> **Task goal**:
Please write out the passage on the film starting with "- Directed by: M." and going on through "B. A. Chidambaranath.", substituting "mystery thriller" for "horror thriller".

- Directed by: M. M. Nesan
- Written by: P. J. Antony
- Produced by: M. M. Nesan
- Starring: Sathyan Madhu P. J. Antony Sankaradi
- Cinematography: T. N. Krishnankutty Nair
- Music by: B. A. Chidambaranath
- Production company: Satish Films
- Release date: 7 December 1967;
- Country: India
- Language: Malayalam

= Chekuthante Kotta =

Chekuthante Kotta is a 1967 Indian Malayalam-language horror thriller film, directed and produced by M. M. Nesan. The film stars Sathyan, Madhu, P. J. Antony, and Sankaradi. The film had a musical score by B. A. Chidambaranath.

== Plot ==

There is an old bungalow in the forest of High Range. It is known as the Devil's Fort, and even during the day no one goes in that area. It is said that the spirit of a girl who died long ago is still there, At midnight, people hear noises, including a woman's singing, and see a moving skeleton. Local people tell these tales about this bungalow.

> **Supplied material**:
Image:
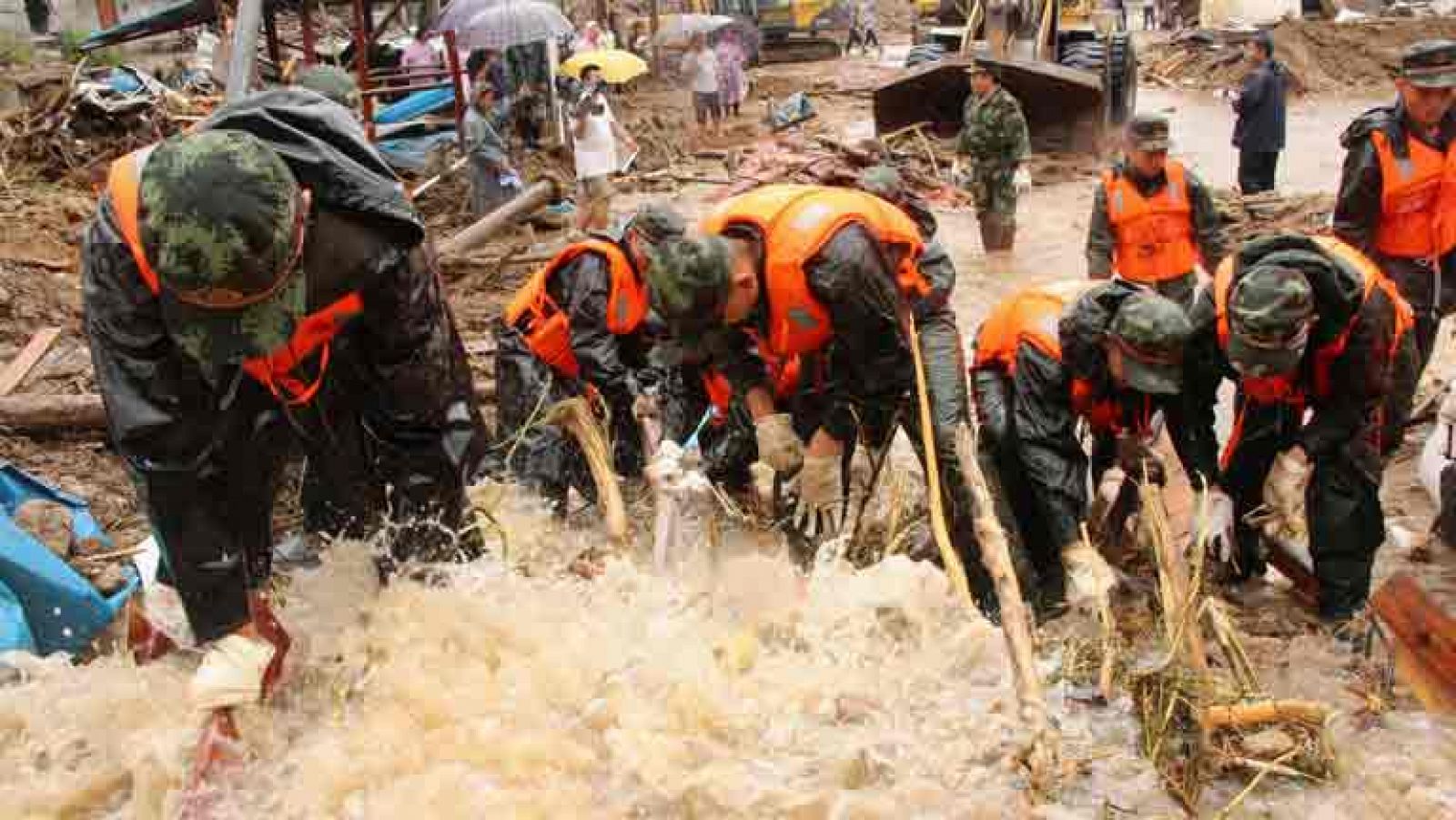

> **Response for this exercise**:
- Directed by: M. M. Nesan
- Written by: P. J. Antony
- Produced by: M. M. Nesan
- Starring: Sathyan Madhu P. J. Antony Sankaradi
- Cinematography: T. N. Krishnankutty Nair
- Music by: B. A. Chidambaranath
- Production company: Satish Films
- Release date: 7 December 1967;
- Country: India
- Language: Malayalam

= Chekuthante Kotta =

Chekuthante Kotta is a 1967 Indian Malayalam-language mystery thriller film, directed and produced by M. M. Nesan. The film stars Sathyan, Madhu, P. J. Antony, and Sankaradi. The film had a musical score by B. A. Chidambaranath.